> DOCUMENT EXCERPT
= = =

# CyberSec Log Analyzer: CICIDS Log Parsing, Feature Extraction, and Anomaly Detection
This notebook demonstrates how to parse CICIDS logs, extract time/user features, and train an XGBoost model for anomaly detection.

In [None]:
# Install dependencies if running in a fresh environment
# !pip install pandas duckdb clickhouse-connect xgboost scikit-learn

In [None]:
# Import required modules
import pandas as pd
from parsers.cicids_parser import parse_cicids_csv
from ml.feature_extractor import extract_time_user_features
from ml.xgb_anomaly import train_xgb_classifier, predict_anomaly

## 1. Parse CICIDS Log File
Load a sample CICIDS CSV log file and inspect the data.

In [None]:
# Example: Replace with your actual file path
cicids_file = '../data/CICIDS_sample.csv'
df = parse_cicids_csv(cicids_file)
df.head()

## 2. Extract Time- and User-Based Features
Generate features such as time since last event, user event count, hour, and day of week.

In [None]:
# Assume 'timestamp' and 'user' columns exist in the parsed DataFrame
df_feat = extract_time_user_features(df, time_col='timestamp', user_col='user')
df_feat.head()

## 3. Train XGBoost Anomaly Classifier
Train an XGBoost model using the extracted features and a binary anomaly label.

In [None]:
# For demonstration, create a synthetic label if not present
df_feat['is_anomaly'] = (df_feat['user_event_count'] > 50).astype(int)
feature_cols = ['time_since_last_event', 'user_event_count', 'hour', 'dayofweek']
model, report, X_test, y_test, y_pred, y_prob = train_xgb_classifier(
    df_feat, label_col='is_anomaly', feature_cols=feature_cols)
print('Classification report:', report)

## 4. Predict Anomalies and Output Results
Apply the trained model to flag anomalies and output confidence scores.

In [None]:
flag, prob = predict_anomaly(model, df_feat, feature_cols)
df_feat['anomaly_flag'] = flag
df_feat['anomaly_score'] = prob
df_feat[['user', 'timestamp', 'anomaly_flag', 'anomaly_score']].head()

---
**End of notebook.**

= = =

> TASK BRIEF
In the CICIDS log analyzer notebook, do these statements hold? Answer yes or no for each, quoting the deciding words.
(a) The synthetic label sets is_anomaly to 1 when user_event_count is greater than 50.
(b) The feature columns passed to the classifier include 'timestamp'.
(c) The notebook trains a random forest model for anomaly detection.
You can leave the rows aside.

= = =

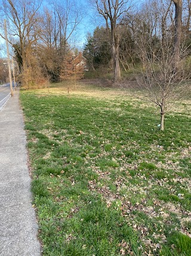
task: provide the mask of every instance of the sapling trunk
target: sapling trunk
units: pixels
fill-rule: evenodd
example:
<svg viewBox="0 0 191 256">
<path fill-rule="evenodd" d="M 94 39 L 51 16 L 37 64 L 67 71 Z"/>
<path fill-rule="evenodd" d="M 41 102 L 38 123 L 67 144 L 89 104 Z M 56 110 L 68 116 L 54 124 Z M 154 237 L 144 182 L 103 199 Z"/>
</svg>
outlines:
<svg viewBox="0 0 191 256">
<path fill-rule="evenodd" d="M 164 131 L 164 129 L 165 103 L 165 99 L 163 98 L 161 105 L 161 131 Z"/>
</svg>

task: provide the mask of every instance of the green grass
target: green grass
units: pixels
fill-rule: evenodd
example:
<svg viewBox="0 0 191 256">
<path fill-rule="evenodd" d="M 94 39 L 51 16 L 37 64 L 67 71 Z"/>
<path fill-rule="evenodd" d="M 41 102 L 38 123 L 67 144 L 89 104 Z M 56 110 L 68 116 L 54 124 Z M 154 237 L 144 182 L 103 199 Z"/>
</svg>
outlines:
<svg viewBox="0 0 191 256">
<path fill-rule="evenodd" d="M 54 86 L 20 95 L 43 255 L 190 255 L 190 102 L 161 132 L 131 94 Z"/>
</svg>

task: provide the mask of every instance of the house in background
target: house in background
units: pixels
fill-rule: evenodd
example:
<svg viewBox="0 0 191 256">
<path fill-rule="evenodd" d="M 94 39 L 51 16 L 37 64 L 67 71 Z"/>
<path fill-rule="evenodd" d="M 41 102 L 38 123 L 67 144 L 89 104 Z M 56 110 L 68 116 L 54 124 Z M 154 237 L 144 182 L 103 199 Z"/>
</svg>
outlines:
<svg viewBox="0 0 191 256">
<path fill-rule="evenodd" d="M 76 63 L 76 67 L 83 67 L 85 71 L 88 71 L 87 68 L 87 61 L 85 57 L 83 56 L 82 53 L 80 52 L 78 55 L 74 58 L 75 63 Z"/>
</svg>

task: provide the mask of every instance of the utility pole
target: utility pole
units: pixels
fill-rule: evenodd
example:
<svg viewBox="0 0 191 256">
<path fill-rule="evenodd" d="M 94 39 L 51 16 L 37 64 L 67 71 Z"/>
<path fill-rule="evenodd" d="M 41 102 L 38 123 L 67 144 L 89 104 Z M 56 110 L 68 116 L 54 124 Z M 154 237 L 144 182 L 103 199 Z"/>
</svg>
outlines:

= = =

> FINISHED TASK
(a) Yes: "df_feat['is_anomaly'] = (df_feat['user_event_count'] > 50).astype(int)"
(b) No: "feature_cols = ['time_since_last_event', 'user_event_count', 'hour', 'dayofweek']"
(c) No: "train an XGBoost model for anomaly detection"